▶ [EXERCISE MATERIALS]

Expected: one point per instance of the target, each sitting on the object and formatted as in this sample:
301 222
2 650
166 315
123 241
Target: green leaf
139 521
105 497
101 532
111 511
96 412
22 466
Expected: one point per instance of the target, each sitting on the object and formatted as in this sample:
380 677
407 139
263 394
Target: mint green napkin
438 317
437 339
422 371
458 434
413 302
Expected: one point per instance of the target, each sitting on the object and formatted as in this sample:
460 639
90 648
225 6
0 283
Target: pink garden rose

▶ [TASK] Output the full listing exactly, please.

▶ [EXERCISE RESULT]
Expected: one point per instance of the target, each sitting on the object and formatted as in this sample:
301 222
2 650
166 315
123 241
Target: green leaf
139 521
105 497
101 532
111 511
96 412
22 466
Expected: one point per instance of the target, each sitting on the object and formatted as in this sample:
380 677
407 139
263 394
Target: mint green napkin
438 317
437 339
422 371
458 434
413 302
Expected: one point per instance of the target, each sitting on the object and formatted as in this sample:
460 639
90 648
225 6
0 283
Target: pink garden rose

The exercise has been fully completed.